Transcribe the lines verbatim, starting at the line that contains "Check that each instance of the white jersey" and continuing through the end of the records.

Dataset records on object locations:

——————

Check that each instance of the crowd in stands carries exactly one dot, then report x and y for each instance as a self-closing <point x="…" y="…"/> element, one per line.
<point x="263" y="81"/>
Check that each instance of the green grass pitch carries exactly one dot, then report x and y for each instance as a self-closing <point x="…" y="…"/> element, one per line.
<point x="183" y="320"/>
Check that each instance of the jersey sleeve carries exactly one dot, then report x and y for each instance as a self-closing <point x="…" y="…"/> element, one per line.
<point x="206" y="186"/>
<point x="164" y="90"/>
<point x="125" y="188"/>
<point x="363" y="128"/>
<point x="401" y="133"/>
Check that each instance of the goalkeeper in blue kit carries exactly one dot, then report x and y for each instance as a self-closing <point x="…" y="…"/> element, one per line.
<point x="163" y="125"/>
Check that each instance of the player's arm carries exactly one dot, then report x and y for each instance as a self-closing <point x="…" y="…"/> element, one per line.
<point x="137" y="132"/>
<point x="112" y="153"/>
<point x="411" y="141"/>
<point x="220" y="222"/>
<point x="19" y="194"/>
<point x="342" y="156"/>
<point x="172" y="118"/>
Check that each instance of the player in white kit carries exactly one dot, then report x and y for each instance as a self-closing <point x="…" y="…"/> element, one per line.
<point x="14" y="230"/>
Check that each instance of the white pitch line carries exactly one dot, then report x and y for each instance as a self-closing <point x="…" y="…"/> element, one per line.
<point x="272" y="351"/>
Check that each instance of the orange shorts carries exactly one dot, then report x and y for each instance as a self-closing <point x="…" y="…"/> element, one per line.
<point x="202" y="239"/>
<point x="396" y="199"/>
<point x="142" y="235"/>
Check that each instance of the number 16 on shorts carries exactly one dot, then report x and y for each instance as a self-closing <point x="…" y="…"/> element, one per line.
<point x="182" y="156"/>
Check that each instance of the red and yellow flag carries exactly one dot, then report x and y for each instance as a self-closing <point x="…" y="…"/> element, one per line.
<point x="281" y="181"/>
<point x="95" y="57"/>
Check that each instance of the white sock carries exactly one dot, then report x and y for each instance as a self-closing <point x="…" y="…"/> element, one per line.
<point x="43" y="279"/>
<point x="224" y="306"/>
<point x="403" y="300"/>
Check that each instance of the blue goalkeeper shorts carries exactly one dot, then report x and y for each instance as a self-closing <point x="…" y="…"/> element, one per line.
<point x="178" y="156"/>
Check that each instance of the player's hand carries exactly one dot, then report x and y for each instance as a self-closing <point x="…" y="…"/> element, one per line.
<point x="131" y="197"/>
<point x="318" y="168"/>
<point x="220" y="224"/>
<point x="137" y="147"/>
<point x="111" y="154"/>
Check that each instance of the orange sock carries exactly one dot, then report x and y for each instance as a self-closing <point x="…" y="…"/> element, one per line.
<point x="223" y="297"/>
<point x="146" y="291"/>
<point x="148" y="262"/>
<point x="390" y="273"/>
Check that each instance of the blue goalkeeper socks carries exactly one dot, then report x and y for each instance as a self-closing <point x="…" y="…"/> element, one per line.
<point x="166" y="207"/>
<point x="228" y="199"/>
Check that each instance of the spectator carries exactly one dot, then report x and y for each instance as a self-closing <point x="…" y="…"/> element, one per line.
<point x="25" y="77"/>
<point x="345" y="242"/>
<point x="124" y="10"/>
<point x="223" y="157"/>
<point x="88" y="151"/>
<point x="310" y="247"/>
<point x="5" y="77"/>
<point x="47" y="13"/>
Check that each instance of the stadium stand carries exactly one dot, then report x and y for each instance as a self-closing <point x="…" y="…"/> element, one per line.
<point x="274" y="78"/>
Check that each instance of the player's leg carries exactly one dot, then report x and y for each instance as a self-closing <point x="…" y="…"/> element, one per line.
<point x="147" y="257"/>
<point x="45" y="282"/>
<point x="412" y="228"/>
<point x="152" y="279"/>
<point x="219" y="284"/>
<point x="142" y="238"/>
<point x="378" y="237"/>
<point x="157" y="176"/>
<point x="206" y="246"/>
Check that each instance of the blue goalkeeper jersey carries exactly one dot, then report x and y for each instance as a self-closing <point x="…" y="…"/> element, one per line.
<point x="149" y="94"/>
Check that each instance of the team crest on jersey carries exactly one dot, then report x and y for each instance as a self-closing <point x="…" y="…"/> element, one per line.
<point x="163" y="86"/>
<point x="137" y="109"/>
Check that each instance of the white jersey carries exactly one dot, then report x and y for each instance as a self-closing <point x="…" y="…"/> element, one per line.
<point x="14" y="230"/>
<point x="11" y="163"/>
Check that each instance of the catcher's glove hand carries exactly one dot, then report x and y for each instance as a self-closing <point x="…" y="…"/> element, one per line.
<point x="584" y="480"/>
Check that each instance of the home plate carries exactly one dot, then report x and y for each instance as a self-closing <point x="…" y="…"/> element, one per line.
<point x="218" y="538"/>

——————

▶ _Exercise solution_
Check that each instance of the white jersey carries exactly one dot, then report x and y for each instance as a self-closing <point x="…" y="…"/> element, one per line.
<point x="14" y="230"/>
<point x="11" y="163"/>
Check that each instance of the catcher's glove hand carries exactly one dot, then report x and y for each instance as a self-closing <point x="…" y="…"/> element, one per line.
<point x="584" y="480"/>
Check that each instance of the home plate carries exactly one dot, then report x and y for each instance as a self-closing <point x="…" y="…"/> element, one per line.
<point x="218" y="538"/>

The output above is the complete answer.